**Instructions to follow:** Edit the listing below by replacing every occurrence of "single pin" with "single marker". Leave everything else unchanged.

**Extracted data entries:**
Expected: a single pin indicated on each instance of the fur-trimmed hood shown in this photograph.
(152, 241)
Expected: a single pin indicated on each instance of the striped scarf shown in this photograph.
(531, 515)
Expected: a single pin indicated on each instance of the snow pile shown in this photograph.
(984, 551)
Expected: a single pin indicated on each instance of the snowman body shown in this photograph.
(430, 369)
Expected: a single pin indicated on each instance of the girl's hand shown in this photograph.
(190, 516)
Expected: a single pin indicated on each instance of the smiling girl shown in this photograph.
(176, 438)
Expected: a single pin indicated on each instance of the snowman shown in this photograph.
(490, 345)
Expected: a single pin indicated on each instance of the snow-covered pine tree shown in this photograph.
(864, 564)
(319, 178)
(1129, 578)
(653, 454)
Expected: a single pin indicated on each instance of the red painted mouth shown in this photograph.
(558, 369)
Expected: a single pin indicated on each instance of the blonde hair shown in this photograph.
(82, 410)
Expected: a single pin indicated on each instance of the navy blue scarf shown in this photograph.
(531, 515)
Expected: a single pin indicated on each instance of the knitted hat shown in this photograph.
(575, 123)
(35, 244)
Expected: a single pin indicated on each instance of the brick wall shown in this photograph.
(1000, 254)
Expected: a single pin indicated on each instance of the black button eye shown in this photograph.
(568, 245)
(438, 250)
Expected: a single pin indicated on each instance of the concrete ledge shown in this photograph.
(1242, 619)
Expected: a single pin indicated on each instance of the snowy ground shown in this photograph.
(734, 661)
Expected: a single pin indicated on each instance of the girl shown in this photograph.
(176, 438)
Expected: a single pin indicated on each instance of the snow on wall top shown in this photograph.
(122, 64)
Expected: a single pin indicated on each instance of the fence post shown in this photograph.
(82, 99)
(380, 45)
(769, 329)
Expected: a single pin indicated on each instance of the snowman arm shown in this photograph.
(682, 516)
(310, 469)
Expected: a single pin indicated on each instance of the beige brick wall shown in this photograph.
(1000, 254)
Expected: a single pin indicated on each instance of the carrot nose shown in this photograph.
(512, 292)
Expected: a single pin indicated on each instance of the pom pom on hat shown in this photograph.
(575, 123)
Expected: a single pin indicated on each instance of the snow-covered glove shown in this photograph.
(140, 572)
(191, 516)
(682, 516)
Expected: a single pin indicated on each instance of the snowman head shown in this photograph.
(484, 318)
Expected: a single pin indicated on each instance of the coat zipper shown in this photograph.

**Result of the exercise:**
Expected: a single marker indicated on each instance of the fur-trimmed hood shown in this photograph.
(152, 241)
Expected: a single marker indicated on each instance of the striped scarf shown in this photograph.
(531, 515)
Expected: a single marker indicated on each instance of the snow pile shown in this photograph.
(984, 551)
Expected: a single marker indicated on each instance of the snowman body shown in this photograph.
(430, 369)
Expected: a single marker indicated on each instance of the girl's hand shown in this photograph.
(190, 516)
Expected: a single marker indicated on each instance of the smiling girl shown in this photograph.
(176, 438)
Expected: a single marker indicated on each instance of the snowman shown in this photograph.
(490, 345)
Expected: a single marker indicated on each instance of the snow-covered pine tree shown in this photograph.
(864, 564)
(319, 178)
(1129, 578)
(653, 454)
Expected: a single marker indicated on each instance of the red painted mouth shown in this photograph.
(558, 369)
Expected: a single marker indicated on each instance of the blonde hair shown in this photograph.
(82, 410)
Expected: a single marker indicated on each instance of the navy blue scarf shown in this photograph.
(531, 515)
Expected: a single marker indicated on each instance of the knitted hat shown in this photograph.
(575, 123)
(35, 244)
Expected: a single marker indicated on each instance of the brick wall shown in this photograph.
(1000, 254)
Expected: a single marker indicated on each instance of the black button eye shown in this photograph.
(568, 245)
(438, 250)
Expected: a single marker indicated on each instance of the concrete ledge shown in this photograph.
(1242, 619)
Expected: a single marker indicated on each instance of the snowy ground shown in this photograph.
(734, 661)
Expected: a single marker indicated on each instance of the girl shown in this photograph.
(176, 438)
Expected: a single marker indicated on each instance of the snow on wall top shown in this photograph.
(122, 64)
Expected: a single marker indicated on each instance of the fence post shown in this photograph.
(82, 99)
(380, 45)
(769, 329)
Expected: a single marker indicated on each instance of the snowman arm shown in this photograph.
(682, 516)
(310, 469)
Expected: a single marker indicated on each instance of the beige brick wall shown in this photograph.
(1000, 254)
Expected: a single marker indicated on each instance of the carrot nose shown in this photograph.
(512, 292)
Expected: a single marker indicated on each instance of the pom pom on hat shown in this photograph.
(575, 123)
Expected: a single marker indicated on each instance of the snow-covered glove shown in this photograph.
(140, 572)
(191, 516)
(682, 516)
Expected: a single marker indicated on each instance of the snowman head shown in this photograph.
(484, 318)
Expected: a single marker indicated on each instance of the coat zipper shown in this photograph.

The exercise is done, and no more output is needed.